Texto fuente |
El terrorismo nunca es la respuesta: Los Olvidados y las Lecciones de 1950
“Podemos recordar la historia compleja de Puerto Rico pero desde una justa perspectiva, sin honrar los actos violentos que la mancharon“


Para el 1 de noviembre, algunos grupos organizan un homenaje a Griselio Torresola y Oscar Collazo, los hombres que el 1 de noviembre de 1950, intentaron asesinar al presidente de los Estados Unidos Harry S. Truman en Blair House, así como también rinden tributo a Carlos Irizarry, uno de los comandantes involucrados en la insurrección de Jayuya que más tarde murió en un enfrentamiento con la policía.
Torresola y Collazo viajaron armados desde NY para atacar al Presidente que en ese momento se hospedaba fuera de La Casa Blanca por renovaciones programadas. En el ataque, protegiendo al Presidente de la emboscada realizada a Blair House, murió uno de los policías asignados a la seguridad del perímetro. El agente Leslie Coffelt, de 40 años, miembro de la Policía del Servicio Secreto, murió defendiendo al presidente Truman y es considerado un símbolo de sacrificio y valentía. Su esposa, Clyda Simmons Coffelt mantuvo viva la memoria de su esposo por décadas. En la Casa Blair, en el lugar del tiroteo, se encuentra una placa conmemorativa en su nombre y en su tumba, en el Arlington National Cementery, la inscripción resume la esencia de su vida y servicio, “He stood his ground” (Se mantuvo firme). Su muerte impulsó una profunda reforma en los protocolos de protección presidencial y dio origen a la División Uniformada del Servicio Secreto.
En Puerto Rico los ataques ocurrieron entre el 30 de octubre y el 2 de noviembre de 1950, en varios pueblos de la Isla: Jayuya, Utuado, Peñuelas, Ponce, Mayagüez, Naranjito, San Juan (La Fortaleza) y Arecibo, en un intento coordinado del Partido Nacionalista para declarar la independencia mediante la insurrección armada, liderados bajo el mandato moral y político de Pedro Albizu Campos como figura central ideológica.
En Puerto Rico murieron entre 28 y 34 personas inocentes, incluyendo civiles no combatientes. En Jayuya, el Sargento Enrique Vera Vélez, el Cabo Antonio Ramos incluidos varios vecinos del barrio Coabey que quedaron atrapados en los tiroteos. El sargento Vera Vélez tenía esposa e hijos en Utuado. Ramos era un joven recién casado, con apenas dos años en la fuerza. En Peñuelas, los policías Juan Sotomayor y Rafael Villanueva. Sotomayor tenía tres hijos y era veterano de la Segunda Guerra Mundial. Villanueva estaba próximo a retirarse del servicio policial. Juan Ramón Rivera, guardia asignado a La Fortaleza, murió en un tiroteo defendiendo al gobernador de Puerto Rico, Luis Muñoz Marín. Juan Ramón tenía una esposa y dos hijas pequeñas.
Las viudas y huérfanos de los policías y civiles recibieron poco reconocimiento público en comparación con los homenajeados nacionalistas. Sus nombres rara vez se mencionan en actos o placas. Sin embargo, su sacrificio representa una parte igual y más silenciosa de la historia de Puerto Rico: los olvidados de 1950, que murieron tratando de mantener la paz o simplemente por estar en el lugar equivocado.

Completa lo siguiente |
(1) Según el texto sobre los sucesos de 1950, ¿qué edad tenía el agente Leslie Coffelt cuando murió?
(2) Copia del texto sobre los sucesos de 1950 el tramo que va desde "En Puerto Rico los" hasta "figura central ideológica.", cambiando "insurrección armada" por "rebelión armada".

Listado de datos |
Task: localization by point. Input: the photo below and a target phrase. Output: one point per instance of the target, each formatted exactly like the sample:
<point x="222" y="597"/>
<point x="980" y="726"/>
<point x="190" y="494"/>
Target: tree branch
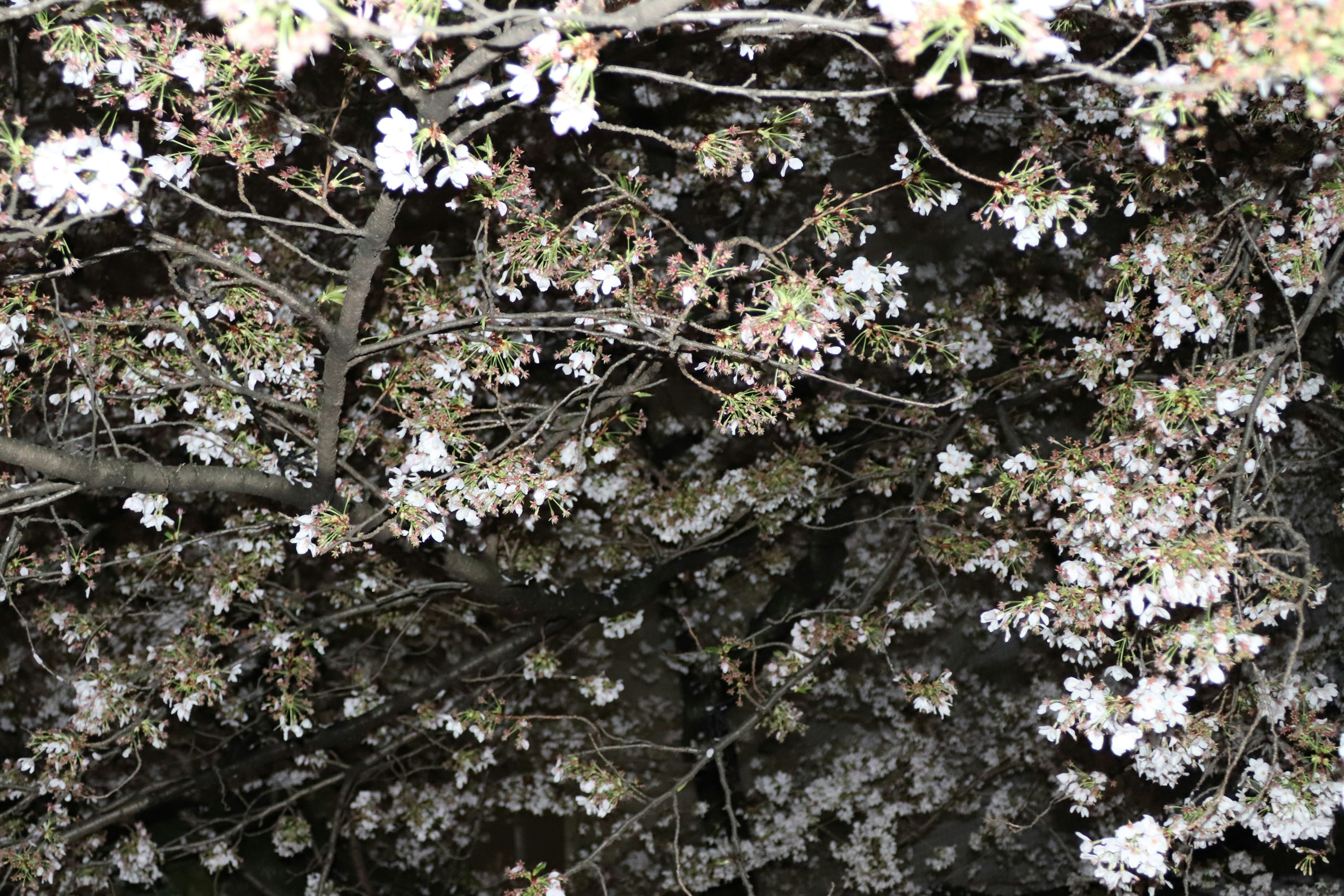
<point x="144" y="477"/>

...

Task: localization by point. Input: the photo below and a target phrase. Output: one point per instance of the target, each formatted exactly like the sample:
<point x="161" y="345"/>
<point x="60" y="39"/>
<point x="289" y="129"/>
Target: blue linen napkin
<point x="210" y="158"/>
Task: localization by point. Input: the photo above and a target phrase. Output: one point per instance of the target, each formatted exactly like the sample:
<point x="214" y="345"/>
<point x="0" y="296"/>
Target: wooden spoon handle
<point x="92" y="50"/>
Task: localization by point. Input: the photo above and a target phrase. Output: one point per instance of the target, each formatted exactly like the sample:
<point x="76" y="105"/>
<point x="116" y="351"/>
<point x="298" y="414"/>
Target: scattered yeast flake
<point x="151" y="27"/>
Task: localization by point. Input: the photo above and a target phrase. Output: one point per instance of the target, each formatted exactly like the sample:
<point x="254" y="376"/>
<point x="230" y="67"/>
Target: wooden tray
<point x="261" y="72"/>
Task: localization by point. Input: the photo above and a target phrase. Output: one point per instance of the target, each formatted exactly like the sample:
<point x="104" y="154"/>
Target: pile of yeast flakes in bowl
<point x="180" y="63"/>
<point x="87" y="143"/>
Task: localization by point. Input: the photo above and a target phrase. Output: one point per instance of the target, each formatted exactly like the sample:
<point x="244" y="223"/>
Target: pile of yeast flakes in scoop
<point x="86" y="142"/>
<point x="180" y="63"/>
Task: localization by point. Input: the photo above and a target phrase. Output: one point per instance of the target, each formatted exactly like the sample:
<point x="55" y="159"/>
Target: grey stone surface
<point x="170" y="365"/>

Respuestas por tarea |
(1) Tenía 40 años.

(2)
En Puerto Rico los ataques ocurrieron entre el 30 de octubre y el 2 de noviembre de 1950, en varios pueblos de la Isla: Jayuya, Utuado, Peñuelas, Ponce, Mayagüez, Naranjito, San Juan (La Fortaleza) y Arecibo, en un intento coordinado del Partido Nacionalista para declarar la independencia mediante la rebelión armada, liderados bajo el mandato moral y político de Pedro Albizu Campos como figura central ideológica.